==== DATASET ====

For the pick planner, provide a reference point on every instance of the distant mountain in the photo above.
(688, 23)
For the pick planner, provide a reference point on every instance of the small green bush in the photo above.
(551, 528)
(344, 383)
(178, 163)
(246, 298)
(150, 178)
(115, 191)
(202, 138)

====

• [YOUR GOAL]: Rewrite the items above as a Markdown table with the columns "Row" and "Line," giving each line its own numbered row and omitting blank lines.

• [CORRECT OUTPUT]:
| Row | Line |
|---|---|
| 1 | For the pick planner, provide a reference point on every instance of the distant mountain in the photo above. |
| 2 | (688, 23) |
| 3 | For the pick planner, provide a reference point on every instance of the small green bush in the photo above. |
| 4 | (551, 528) |
| 5 | (344, 383) |
| 6 | (178, 163) |
| 7 | (246, 298) |
| 8 | (150, 178) |
| 9 | (115, 191) |
| 10 | (202, 138) |